──────── Dati estratti ────────

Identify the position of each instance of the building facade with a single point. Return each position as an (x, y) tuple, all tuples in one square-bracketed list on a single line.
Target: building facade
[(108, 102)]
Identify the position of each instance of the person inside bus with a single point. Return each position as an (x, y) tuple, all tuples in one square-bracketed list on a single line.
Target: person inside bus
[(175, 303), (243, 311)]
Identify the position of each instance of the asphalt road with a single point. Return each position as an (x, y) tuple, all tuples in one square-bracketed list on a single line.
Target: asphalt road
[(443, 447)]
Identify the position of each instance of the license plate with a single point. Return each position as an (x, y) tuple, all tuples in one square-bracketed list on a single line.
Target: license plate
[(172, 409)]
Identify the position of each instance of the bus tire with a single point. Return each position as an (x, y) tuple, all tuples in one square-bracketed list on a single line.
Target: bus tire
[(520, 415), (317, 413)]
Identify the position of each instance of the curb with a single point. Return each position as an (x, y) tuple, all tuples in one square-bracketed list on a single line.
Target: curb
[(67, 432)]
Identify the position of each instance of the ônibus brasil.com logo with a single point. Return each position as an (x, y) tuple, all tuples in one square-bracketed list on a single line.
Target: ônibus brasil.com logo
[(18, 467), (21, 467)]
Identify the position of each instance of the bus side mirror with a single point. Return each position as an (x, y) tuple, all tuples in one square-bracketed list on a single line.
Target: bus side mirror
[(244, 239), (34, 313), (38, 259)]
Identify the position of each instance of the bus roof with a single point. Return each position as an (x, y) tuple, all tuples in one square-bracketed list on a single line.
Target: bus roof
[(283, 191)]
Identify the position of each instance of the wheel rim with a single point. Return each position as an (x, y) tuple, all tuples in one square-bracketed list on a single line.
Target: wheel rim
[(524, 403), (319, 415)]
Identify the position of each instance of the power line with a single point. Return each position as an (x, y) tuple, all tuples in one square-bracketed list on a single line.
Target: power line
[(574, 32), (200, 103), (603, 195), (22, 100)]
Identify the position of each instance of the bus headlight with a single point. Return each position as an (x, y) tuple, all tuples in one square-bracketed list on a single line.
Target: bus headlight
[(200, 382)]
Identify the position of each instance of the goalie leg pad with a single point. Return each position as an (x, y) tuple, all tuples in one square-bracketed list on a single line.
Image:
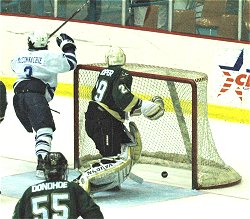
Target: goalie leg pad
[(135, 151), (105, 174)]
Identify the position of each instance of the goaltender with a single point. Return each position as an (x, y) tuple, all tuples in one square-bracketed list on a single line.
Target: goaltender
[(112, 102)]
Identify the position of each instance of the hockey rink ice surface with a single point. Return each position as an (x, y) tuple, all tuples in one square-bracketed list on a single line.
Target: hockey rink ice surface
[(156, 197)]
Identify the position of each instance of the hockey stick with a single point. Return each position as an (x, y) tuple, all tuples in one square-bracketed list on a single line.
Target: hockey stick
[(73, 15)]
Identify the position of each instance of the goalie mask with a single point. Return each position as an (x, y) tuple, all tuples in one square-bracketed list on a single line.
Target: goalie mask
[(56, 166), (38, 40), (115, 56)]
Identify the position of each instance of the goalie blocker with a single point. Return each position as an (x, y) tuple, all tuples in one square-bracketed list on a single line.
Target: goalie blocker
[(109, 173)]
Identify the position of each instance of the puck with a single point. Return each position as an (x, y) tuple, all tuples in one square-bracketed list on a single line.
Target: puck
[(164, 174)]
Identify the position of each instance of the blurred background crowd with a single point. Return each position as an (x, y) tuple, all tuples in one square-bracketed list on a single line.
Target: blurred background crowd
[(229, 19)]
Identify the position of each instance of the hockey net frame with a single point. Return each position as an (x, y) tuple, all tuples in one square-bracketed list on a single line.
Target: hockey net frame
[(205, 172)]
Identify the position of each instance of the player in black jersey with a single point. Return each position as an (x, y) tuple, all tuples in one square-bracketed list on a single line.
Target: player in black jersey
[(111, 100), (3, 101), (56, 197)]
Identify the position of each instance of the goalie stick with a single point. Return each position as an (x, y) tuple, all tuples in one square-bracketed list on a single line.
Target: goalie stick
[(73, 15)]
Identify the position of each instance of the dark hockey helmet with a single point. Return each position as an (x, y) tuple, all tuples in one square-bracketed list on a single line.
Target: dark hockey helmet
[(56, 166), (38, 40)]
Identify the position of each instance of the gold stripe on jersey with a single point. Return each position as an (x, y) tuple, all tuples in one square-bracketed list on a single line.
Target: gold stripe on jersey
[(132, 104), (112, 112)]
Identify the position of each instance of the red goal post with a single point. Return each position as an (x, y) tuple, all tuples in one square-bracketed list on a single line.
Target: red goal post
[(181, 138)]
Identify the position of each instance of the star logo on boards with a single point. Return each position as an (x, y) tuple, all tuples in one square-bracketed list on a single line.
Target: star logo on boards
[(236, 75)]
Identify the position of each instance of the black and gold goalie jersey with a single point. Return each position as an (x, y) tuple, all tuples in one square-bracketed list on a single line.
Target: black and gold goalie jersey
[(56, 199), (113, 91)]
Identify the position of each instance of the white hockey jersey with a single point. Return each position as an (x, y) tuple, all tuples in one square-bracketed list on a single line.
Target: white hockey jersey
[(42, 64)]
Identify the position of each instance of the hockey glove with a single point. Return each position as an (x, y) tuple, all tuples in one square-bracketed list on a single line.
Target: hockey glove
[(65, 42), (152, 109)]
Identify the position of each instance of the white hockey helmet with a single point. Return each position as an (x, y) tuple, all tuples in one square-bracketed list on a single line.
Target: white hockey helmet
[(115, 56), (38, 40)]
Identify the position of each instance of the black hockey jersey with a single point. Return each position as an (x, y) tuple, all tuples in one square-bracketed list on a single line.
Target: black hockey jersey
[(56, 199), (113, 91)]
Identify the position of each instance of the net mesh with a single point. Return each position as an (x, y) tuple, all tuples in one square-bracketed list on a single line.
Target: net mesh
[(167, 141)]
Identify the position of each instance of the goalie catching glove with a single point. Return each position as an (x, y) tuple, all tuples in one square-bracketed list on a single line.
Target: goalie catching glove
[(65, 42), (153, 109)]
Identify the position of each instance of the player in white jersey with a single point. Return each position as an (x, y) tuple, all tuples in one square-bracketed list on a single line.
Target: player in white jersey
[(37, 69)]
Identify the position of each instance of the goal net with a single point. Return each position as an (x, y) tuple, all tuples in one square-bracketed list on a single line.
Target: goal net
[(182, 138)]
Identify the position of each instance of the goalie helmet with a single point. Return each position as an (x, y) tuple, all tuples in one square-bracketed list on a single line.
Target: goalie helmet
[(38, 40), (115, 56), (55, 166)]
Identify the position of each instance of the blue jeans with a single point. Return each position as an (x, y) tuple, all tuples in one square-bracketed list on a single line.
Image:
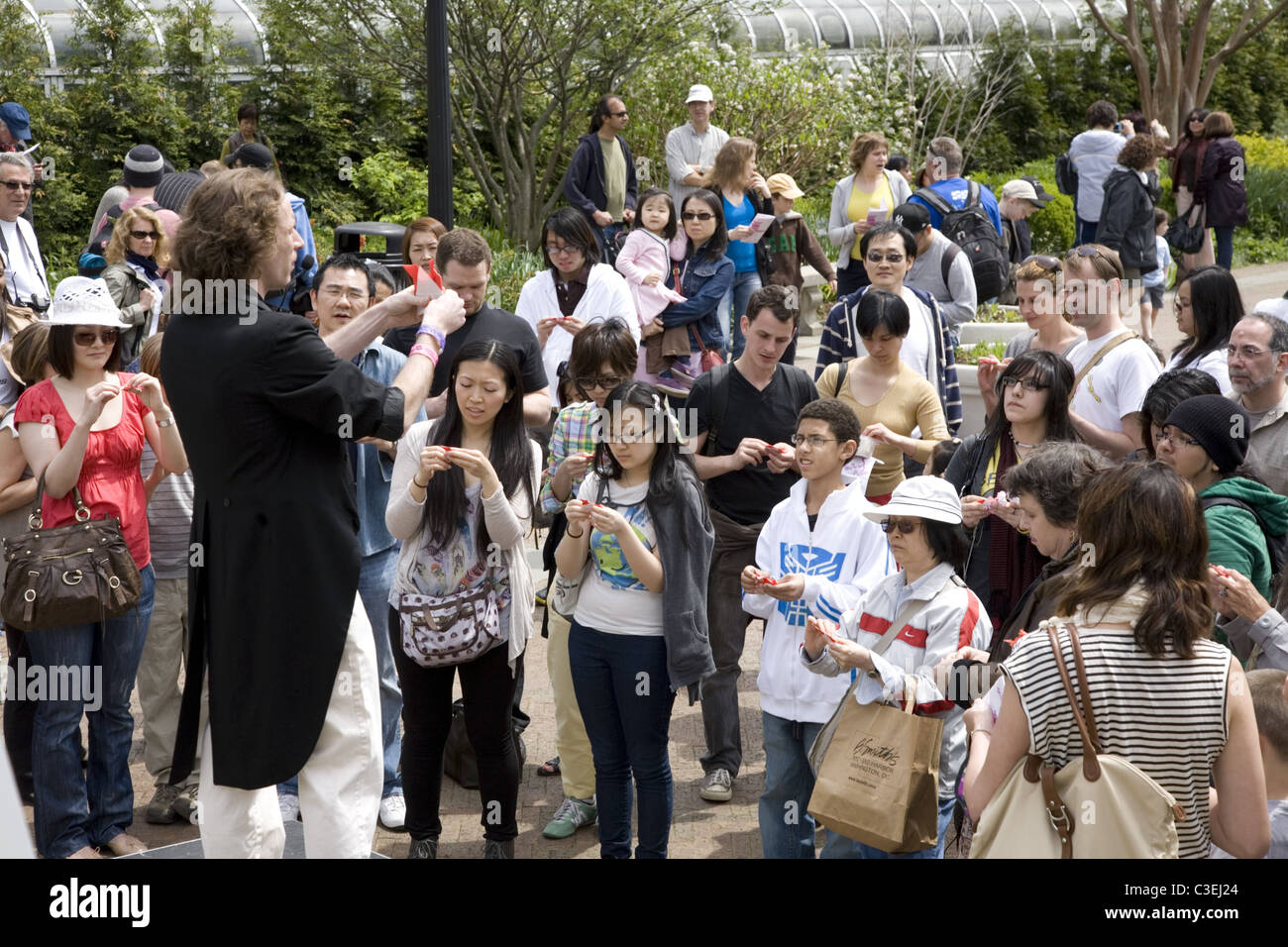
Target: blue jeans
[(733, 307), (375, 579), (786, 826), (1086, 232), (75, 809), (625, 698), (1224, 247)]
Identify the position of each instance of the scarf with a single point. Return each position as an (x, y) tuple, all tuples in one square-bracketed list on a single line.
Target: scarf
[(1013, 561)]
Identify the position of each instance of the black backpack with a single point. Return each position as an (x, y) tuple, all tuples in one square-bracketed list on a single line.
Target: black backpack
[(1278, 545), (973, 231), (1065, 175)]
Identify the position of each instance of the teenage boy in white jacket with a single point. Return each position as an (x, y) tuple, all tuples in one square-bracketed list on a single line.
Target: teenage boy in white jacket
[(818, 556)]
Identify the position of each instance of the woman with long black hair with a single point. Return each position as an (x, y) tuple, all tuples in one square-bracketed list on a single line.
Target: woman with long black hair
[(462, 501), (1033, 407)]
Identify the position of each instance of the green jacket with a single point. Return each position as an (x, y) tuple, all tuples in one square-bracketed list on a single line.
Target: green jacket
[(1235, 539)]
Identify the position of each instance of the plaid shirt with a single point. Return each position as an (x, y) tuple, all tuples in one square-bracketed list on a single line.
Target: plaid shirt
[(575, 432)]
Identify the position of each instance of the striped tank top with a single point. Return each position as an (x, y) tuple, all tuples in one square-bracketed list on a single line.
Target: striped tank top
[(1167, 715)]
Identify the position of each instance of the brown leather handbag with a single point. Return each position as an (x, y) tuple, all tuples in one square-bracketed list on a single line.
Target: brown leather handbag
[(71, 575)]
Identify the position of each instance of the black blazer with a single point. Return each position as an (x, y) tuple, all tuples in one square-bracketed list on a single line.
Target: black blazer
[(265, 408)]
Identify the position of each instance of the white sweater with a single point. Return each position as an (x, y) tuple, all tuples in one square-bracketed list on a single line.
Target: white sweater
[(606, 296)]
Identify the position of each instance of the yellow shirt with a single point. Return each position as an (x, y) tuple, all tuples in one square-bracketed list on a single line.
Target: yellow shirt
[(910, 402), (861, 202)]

────────

# Testo dell'esercizio
Ricopia senza alcuna modifica le righe del materiale che iniziano da quella contenente "Identify the position of each instance of the ônibus" e terminano con quella contenente "[(524, 403), (319, 415)]", comprese entrambe.

# Soluzione
Identify the position of each instance of the ônibus brasil.com logo with a single point. Return each position as an (x, y) tuple, all tuples in one square-bracketed list on a single line.
Target: ônibus brasil.com logo
[(18, 467), (21, 467)]
Identify the position of each instance of the bus side mirror with a single point. Return each position as an (x, y) tuple, all tuples in one square-bracketed list on a single line.
Target: bus side mirror
[(244, 239), (34, 313), (38, 259)]
Identify the position of each instance of the bus roof with a single point. Return each position as an (x, y) tuple, all tuples in one square-bracketed list on a single line.
Target: bus roof
[(283, 191)]
Identify the position of each instance of the wheel rim with a single point. Return each position as an (x, y) tuple, all tuples in one square-bracketed list on a single line.
Target: wheel rim
[(524, 403), (319, 415)]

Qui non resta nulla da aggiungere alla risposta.